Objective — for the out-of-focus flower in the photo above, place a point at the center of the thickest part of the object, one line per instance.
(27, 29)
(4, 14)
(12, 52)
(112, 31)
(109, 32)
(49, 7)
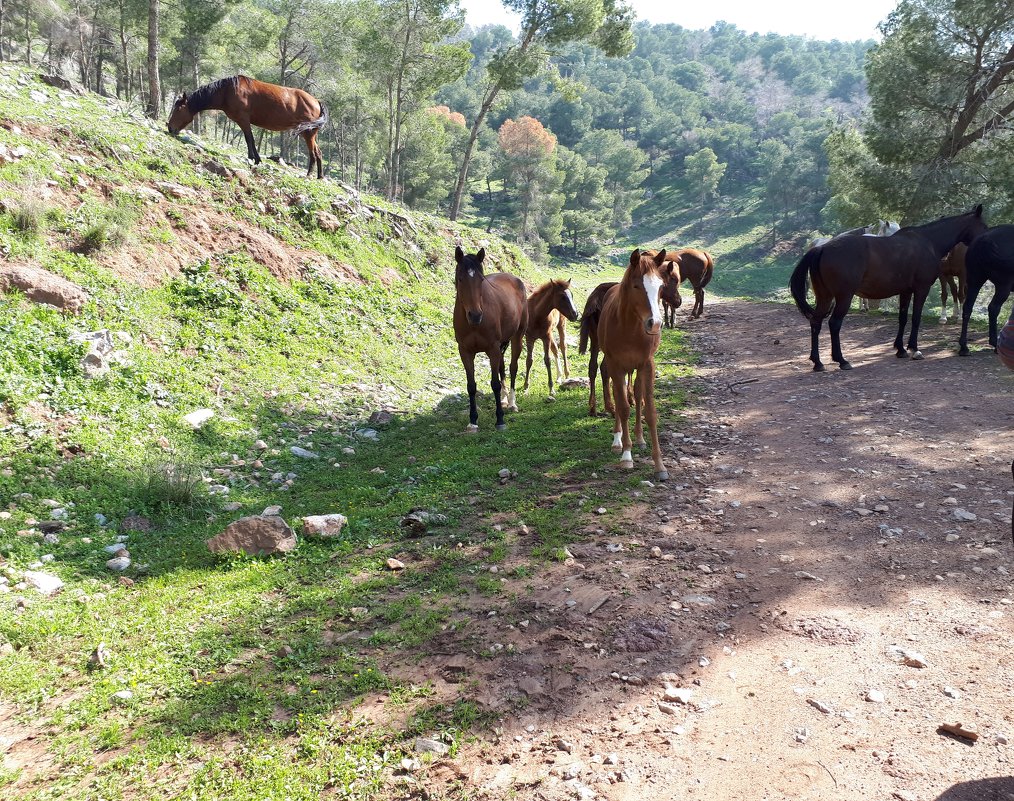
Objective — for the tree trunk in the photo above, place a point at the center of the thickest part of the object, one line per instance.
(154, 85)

◆ ◆ ◆ ◆ ◆ ◆ ◆

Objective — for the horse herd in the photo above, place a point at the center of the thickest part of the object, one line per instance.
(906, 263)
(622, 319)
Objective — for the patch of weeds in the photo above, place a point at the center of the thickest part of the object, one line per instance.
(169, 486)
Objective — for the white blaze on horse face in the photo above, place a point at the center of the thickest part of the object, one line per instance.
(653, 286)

◆ ◆ ◆ ◆ ◆ ◆ ◆

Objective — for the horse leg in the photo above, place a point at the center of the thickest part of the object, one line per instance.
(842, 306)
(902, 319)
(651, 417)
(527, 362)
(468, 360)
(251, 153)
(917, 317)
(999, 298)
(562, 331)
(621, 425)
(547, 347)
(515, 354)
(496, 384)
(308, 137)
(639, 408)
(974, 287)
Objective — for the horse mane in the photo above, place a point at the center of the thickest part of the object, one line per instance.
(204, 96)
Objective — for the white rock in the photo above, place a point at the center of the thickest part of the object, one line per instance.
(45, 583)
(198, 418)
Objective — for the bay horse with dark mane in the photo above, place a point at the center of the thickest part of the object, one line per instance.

◆ ◆ ◆ ◆ ◆ ◆ ◆

__DIRECTION__. Find every line in the records above that contains the word "mane" and copy each of those lines in full. Case counts when matching.

__OUTPUT FOR THIS TASK__.
Objective — for the horse mane in the photo above, place a point at the center of the thickest part of the object, one line per instance.
Objective — for the bay horse with dark mane in the photo above, place a point at the center of the thickest part of the object, one line per instance.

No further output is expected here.